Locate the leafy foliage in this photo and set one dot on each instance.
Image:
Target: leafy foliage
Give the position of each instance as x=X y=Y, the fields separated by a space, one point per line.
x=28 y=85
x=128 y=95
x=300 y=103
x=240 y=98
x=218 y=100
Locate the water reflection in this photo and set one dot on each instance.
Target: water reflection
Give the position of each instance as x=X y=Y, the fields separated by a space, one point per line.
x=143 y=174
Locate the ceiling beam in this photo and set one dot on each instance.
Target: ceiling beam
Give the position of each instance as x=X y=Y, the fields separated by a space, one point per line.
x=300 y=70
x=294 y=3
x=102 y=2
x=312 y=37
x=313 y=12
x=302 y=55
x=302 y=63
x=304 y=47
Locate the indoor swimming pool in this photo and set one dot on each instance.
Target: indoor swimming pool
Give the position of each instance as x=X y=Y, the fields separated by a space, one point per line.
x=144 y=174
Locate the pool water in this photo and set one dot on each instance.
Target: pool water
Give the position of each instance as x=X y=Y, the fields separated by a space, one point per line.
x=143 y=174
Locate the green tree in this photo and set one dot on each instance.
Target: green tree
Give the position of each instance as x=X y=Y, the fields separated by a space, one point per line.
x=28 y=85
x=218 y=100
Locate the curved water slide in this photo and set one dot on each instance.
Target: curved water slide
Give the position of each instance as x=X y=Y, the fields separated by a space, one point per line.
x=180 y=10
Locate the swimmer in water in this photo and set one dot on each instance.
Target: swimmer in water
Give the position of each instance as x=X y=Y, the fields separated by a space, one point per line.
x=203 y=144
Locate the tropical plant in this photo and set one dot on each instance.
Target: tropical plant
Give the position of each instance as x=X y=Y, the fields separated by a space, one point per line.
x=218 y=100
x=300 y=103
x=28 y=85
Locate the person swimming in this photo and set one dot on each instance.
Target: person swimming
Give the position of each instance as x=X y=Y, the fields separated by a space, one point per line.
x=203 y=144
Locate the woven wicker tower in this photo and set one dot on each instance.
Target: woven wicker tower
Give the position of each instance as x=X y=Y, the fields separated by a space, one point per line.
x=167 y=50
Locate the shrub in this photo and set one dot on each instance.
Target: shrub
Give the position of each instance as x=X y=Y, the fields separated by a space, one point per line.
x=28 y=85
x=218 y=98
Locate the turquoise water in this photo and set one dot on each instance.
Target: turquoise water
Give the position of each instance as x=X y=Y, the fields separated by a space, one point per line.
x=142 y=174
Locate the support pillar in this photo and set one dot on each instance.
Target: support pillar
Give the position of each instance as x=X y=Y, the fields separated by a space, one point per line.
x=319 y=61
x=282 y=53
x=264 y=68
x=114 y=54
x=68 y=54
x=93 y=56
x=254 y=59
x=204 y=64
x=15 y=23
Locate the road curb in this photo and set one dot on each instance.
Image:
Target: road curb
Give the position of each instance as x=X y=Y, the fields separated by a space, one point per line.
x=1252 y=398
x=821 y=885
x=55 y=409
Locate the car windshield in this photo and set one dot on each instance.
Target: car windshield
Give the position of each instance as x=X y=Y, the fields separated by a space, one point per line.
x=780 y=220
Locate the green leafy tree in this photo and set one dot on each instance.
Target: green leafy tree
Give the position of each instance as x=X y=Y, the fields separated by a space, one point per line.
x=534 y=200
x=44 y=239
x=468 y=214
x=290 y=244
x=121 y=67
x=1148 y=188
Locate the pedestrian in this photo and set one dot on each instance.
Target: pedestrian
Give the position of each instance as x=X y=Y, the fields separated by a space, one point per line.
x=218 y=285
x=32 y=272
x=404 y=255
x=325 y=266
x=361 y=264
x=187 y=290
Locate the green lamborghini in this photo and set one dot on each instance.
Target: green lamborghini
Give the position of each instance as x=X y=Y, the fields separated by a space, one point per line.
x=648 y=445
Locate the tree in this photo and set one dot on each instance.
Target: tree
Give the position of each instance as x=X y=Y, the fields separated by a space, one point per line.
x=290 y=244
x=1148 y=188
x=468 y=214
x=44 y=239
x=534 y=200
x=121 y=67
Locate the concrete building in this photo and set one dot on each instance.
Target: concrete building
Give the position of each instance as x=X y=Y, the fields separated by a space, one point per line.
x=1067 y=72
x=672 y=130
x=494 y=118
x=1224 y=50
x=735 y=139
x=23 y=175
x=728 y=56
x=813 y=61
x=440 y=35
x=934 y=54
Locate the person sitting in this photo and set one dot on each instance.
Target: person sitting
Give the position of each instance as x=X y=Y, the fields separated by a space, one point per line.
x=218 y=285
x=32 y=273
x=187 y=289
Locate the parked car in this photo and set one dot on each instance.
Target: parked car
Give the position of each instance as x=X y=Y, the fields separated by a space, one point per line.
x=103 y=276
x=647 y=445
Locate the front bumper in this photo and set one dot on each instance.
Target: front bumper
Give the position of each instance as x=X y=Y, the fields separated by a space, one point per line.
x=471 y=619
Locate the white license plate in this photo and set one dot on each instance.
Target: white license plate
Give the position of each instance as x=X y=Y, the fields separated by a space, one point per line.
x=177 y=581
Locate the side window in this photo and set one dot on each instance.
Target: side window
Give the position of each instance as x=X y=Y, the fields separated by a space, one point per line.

Exercise description: Rewrite the material from the line with "Locate the turquoise" up to and including the line with "x=142 y=174", keeping the wording of every line the same but adding 76 to each x and y coordinate in the answers.

Result:
Locate the turquoise water in this photo and set one dot on each instance.
Target: turquoise water
Give the position of each instance as x=X y=Y, the fields separated by a space, one point per line.
x=218 y=250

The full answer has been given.